- 作業の指示:
下にある浮腫についての文章から、「以下に浮腫をきたす5つの病態」で始まり「えていくとわかりやすいです。」で終わる部分を、一字も変えずに書き写してください。

- 抜粋した文章:
=-=-=-=-=

以下に浮腫をきたす5つの病態をまとめます。浮腫を診察するときは病態がこのうちのどれに該当するのかを考えながら進めていくことをお勧めします。
診察の進め方
患者背景
・小児ではネフローゼ症候群や急性糸球体腎炎が多いです。
・50歳以下では特発性浮腫や薬剤性、月経・妊娠に伴うもの、パルボウィルスB19感染症、好酸球性血管性浮腫、その他局所感染症によるものが多いです。睡眠時無呼吸症候群は若年者でも起こりうる疾患です。
・高齢者では複合的な要素で浮腫をきたすことが多く、静脈不全や心不全、腎不全などに低アルブミン血症、関節炎などが合併して浮腫の悪化が起こります。高齢者特有のものとしてはRS3PE症候群やリウマチ性多発筋痛症、癌関連のものとして上大静脈症候群やTrousseau症候群があります。
・心、腎、肝疾患の既往はヒントになりますが、それが浮腫を起こしているかどうかは総合的に判断する必要があります。
・薬剤歴は特に重要で、カルシウム拮抗薬やβ遮断薬、NSAIDsの有無を聴取します。経口避妊薬では副作用として血栓症からの浮腫を生じます。
局所性か全身性か?
・下腿浮腫が主訴でも必ず上肢や眼瞼、体幹などにも浮腫がないかを確認し、全身性の要素があるかはっきりさせるべきです。
・局所性でも顔面だけなのか、顔面の一部なのかで当然機序は異なってきます。局所的なものではその深部に原因があり、丹毒、血管性浮腫、筋膜炎・筋炎、骨髄炎、副鼻腔炎など、皮膚から深部に向かって解剖学的に考えていくとわかりやすいです。

=-=-=-=-=

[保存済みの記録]

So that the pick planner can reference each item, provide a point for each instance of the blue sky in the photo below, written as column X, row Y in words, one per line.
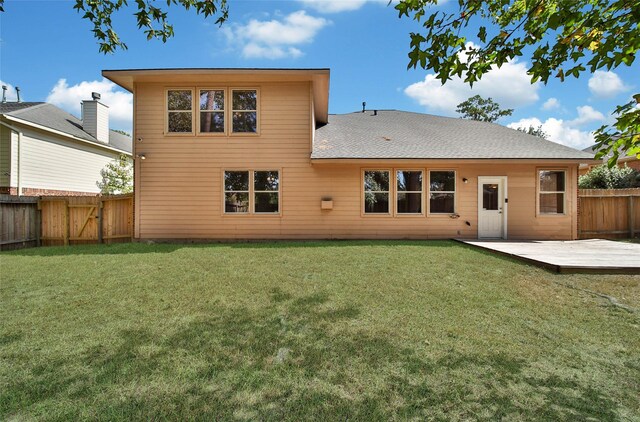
column 48, row 51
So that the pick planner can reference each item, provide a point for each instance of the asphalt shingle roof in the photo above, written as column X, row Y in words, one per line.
column 50, row 116
column 398, row 134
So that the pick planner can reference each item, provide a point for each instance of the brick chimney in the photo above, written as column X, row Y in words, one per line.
column 95, row 118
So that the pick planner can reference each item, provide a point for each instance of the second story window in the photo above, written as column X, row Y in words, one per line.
column 179, row 111
column 244, row 104
column 212, row 111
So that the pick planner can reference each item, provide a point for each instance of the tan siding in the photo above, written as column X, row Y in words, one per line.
column 5, row 156
column 179, row 185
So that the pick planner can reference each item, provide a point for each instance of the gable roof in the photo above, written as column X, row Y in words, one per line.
column 52, row 117
column 392, row 134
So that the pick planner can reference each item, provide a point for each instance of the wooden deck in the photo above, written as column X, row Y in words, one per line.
column 576, row 256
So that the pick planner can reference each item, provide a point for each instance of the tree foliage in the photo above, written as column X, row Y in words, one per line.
column 484, row 110
column 152, row 19
column 535, row 131
column 561, row 38
column 605, row 177
column 117, row 177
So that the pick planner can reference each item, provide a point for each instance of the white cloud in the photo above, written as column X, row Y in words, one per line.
column 587, row 114
column 508, row 85
column 334, row 6
column 275, row 39
column 120, row 103
column 551, row 104
column 11, row 91
column 606, row 84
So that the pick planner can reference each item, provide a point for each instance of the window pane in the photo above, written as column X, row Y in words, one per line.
column 266, row 202
column 211, row 121
column 409, row 203
column 179, row 100
column 266, row 180
column 236, row 180
column 179, row 122
column 245, row 122
column 212, row 100
column 376, row 203
column 409, row 180
column 552, row 203
column 376, row 181
column 236, row 202
column 490, row 196
column 245, row 100
column 443, row 180
column 551, row 181
column 442, row 203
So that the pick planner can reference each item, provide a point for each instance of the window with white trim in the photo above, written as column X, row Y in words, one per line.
column 442, row 191
column 409, row 191
column 552, row 188
column 244, row 107
column 376, row 191
column 180, row 111
column 212, row 110
column 236, row 192
column 266, row 186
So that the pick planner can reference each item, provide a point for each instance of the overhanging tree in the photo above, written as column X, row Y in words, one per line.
column 484, row 110
column 561, row 38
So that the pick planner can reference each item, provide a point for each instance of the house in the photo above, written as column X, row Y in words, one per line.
column 254, row 154
column 628, row 160
column 46, row 151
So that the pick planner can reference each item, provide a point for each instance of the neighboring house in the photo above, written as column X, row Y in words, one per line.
column 254, row 154
column 47, row 151
column 629, row 161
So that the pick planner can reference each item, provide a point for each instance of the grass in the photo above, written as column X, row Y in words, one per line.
column 321, row 330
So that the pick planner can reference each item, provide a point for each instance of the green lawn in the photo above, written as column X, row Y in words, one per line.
column 320, row 330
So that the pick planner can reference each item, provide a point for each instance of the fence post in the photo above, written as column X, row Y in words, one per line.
column 100, row 205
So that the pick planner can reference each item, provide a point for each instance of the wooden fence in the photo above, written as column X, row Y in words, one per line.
column 19, row 224
column 65, row 220
column 609, row 213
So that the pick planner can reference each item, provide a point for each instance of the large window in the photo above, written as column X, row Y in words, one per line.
column 551, row 191
column 244, row 103
column 409, row 192
column 262, row 186
column 376, row 192
column 265, row 191
column 212, row 111
column 442, row 192
column 179, row 111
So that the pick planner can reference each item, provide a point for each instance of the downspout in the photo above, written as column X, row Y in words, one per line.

=-=-=-=-=

- 課題の解答:
以下に浮腫をきたす5つの病態をまとめます。浮腫を診察するときは病態がこのうちのどれに該当するのかを考えながら進めていくことをお勧めします。
診察の進め方
患者背景
・小児ではネフローゼ症候群や急性糸球体腎炎が多いです。
・50歳以下では特発性浮腫や薬剤性、月経・妊娠に伴うもの、パルボウィルスB19感染症、好酸球性血管性浮腫、その他局所感染症によるものが多いです。睡眠時無呼吸症候群は若年者でも起こりうる疾患です。
・高齢者では複合的な要素で浮腫をきたすことが多く、静脈不全や心不全、腎不全などに低アルブミン血症、関節炎などが合併して浮腫の悪化が起こります。高齢者特有のものとしてはRS3PE症候群やリウマチ性多発筋痛症、癌関連のものとして上大静脈症候群やTrousseau症候群があります。
・心、腎、肝疾患の既往はヒントになりますが、それが浮腫を起こしているかどうかは総合的に判断する必要があります。
・薬剤歴は特に重要で、カルシウム拮抗薬やβ遮断薬、NSAIDsの有無を聴取します。経口避妊薬では副作用として血栓症からの浮腫を生じます。
局所性か全身性か?
・下腿浮腫が主訴でも必ず上肢や眼瞼、体幹などにも浮腫がないかを確認し、全身性の要素があるかはっきりさせるべきです。
・局所性でも顔面だけなのか、顔面の一部なのかで当然機序は異なってきます。局所的なものではその深部に原因があり、丹毒、血管性浮腫、筋膜炎・筋炎、骨髄炎、副鼻腔炎など、皮膚から深部に向かって解剖学的に考えていくとわかりやすいです。